Data —

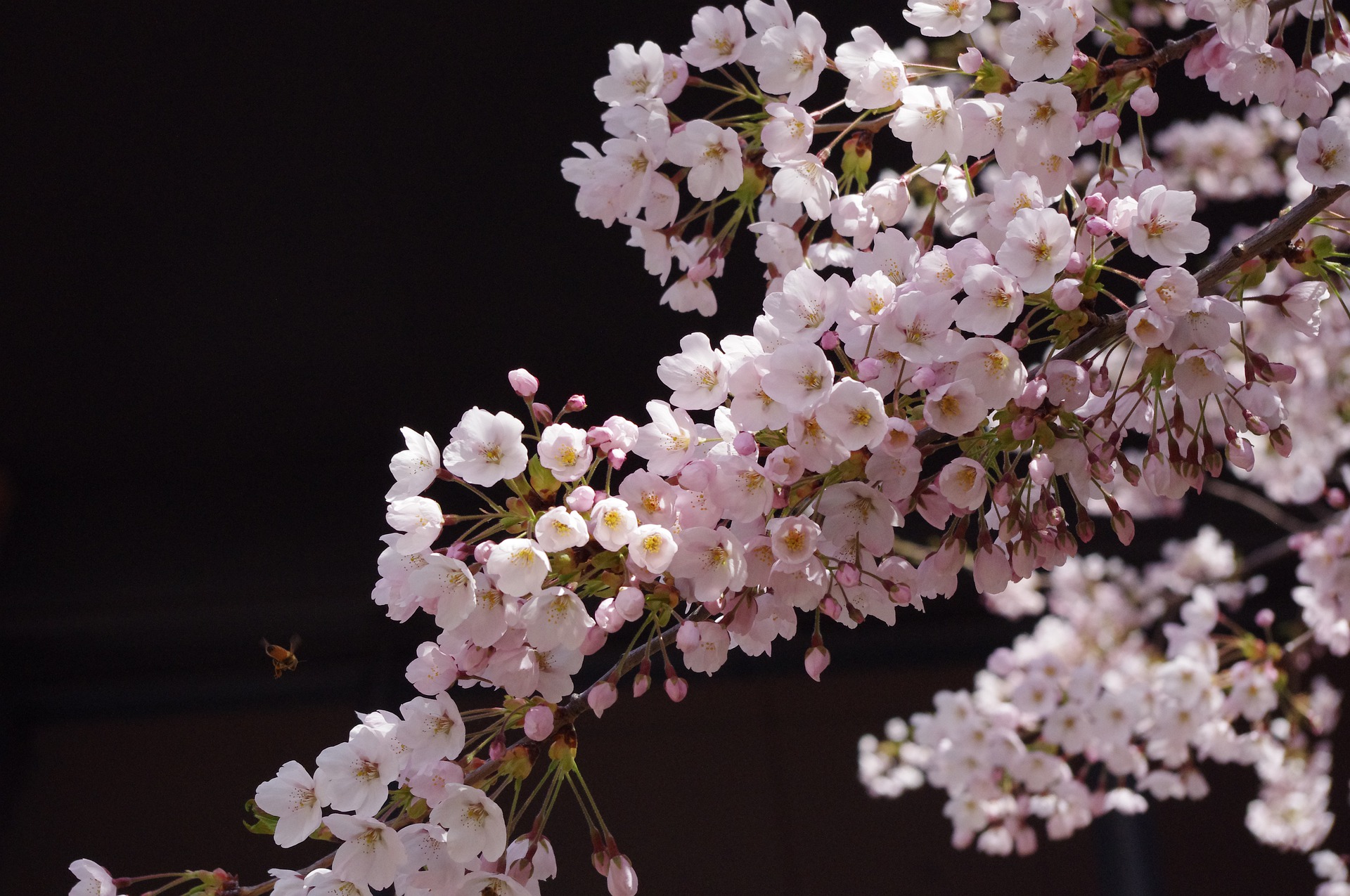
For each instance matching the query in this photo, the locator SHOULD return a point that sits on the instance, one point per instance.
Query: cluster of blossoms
(1325, 595)
(1119, 693)
(1009, 342)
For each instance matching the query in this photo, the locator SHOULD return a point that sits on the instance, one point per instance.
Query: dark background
(248, 242)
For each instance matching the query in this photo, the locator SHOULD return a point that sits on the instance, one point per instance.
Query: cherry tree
(991, 327)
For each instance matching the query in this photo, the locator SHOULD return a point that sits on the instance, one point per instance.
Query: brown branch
(569, 713)
(1174, 51)
(1269, 239)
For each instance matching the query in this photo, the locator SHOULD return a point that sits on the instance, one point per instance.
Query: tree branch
(1273, 236)
(1174, 51)
(567, 714)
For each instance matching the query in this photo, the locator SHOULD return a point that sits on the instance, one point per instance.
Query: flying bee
(283, 660)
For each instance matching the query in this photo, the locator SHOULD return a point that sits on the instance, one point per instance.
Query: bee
(283, 660)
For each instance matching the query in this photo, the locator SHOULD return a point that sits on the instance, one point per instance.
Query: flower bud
(1067, 294)
(1124, 525)
(1097, 224)
(924, 378)
(1241, 454)
(608, 616)
(1145, 101)
(1282, 440)
(596, 637)
(484, 550)
(631, 604)
(641, 683)
(622, 878)
(539, 722)
(523, 382)
(676, 689)
(817, 658)
(698, 475)
(601, 696)
(1031, 394)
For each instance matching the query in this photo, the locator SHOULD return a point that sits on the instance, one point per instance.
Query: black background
(246, 242)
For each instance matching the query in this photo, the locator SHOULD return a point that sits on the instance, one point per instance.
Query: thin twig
(1174, 51)
(567, 714)
(1257, 504)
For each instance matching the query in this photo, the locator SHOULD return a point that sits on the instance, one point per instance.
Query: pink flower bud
(1241, 454)
(1106, 124)
(1124, 525)
(1067, 294)
(1282, 372)
(783, 466)
(484, 550)
(524, 382)
(539, 722)
(596, 637)
(1022, 428)
(1145, 101)
(970, 61)
(1282, 440)
(608, 616)
(1031, 394)
(924, 378)
(816, 661)
(1098, 226)
(1041, 469)
(698, 475)
(622, 878)
(631, 604)
(676, 689)
(581, 500)
(601, 696)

Task — Copy each line above exactly, with no images.

Task answer —
For each instance matching the query in this photo, the locator SHOULD return a point that sits on the instance, one point per instance.
Query: cluster of blossoms
(1325, 595)
(1119, 693)
(1009, 342)
For each instance matching the query in this photo, the locator SHOULD return a point that sits on the instance, one point per instance.
Query: dark background
(248, 242)
For each instance matching the query in this photo, the locator SHOULD return a point that sits on the instance, one point per instance.
Query: cherry tree
(991, 327)
For each instance matching the query in this photo, the locator SHOULD return a point that sits on the instance, one point per instance.
Query: brown branch
(569, 713)
(1174, 51)
(1269, 239)
For each instance matching the query in this photo, the locator SHOULD return a point that sits on the instance, one point per instance.
Query: tree branch
(1273, 236)
(1174, 51)
(567, 714)
For each instance matching the query in this photo, the locator SHOULD return a point that sits on the instance, one point per instance.
Query: flying bee
(283, 660)
For each instance matching the query in this photo, the locator SHOULD return a point that sits on the instance, one point per instance.
Query: bee
(283, 660)
For each instance matching the query in this photo, the locator SHOULD return a point that sits on the instance, one point per instance.
Query: flower bud
(1067, 294)
(1124, 525)
(1097, 224)
(924, 378)
(1241, 454)
(608, 616)
(1145, 101)
(1282, 440)
(596, 637)
(484, 550)
(631, 604)
(641, 683)
(622, 878)
(539, 722)
(523, 382)
(676, 689)
(817, 658)
(698, 475)
(601, 696)
(1031, 394)
For each instance matching the query in this photo, the locator SHOULD return a point that sits on the instance, one point per instance.
Query: black background
(246, 242)
For each instance matching the query in this photo, the locator SHOULD return a point that sits on the instance, one point per instance.
Query: thin twig
(1174, 51)
(567, 714)
(1257, 504)
For each instance matching the query in this photo, the locator SHOULD return a point that sits on the instance, one point per instance.
Query: pink flower bud
(1241, 454)
(1106, 124)
(1124, 525)
(1067, 294)
(1282, 372)
(783, 466)
(484, 550)
(524, 382)
(539, 722)
(596, 637)
(1022, 428)
(1145, 101)
(970, 61)
(1282, 440)
(608, 616)
(1031, 394)
(924, 378)
(816, 661)
(1098, 226)
(1041, 469)
(698, 475)
(622, 878)
(631, 604)
(676, 689)
(581, 500)
(601, 696)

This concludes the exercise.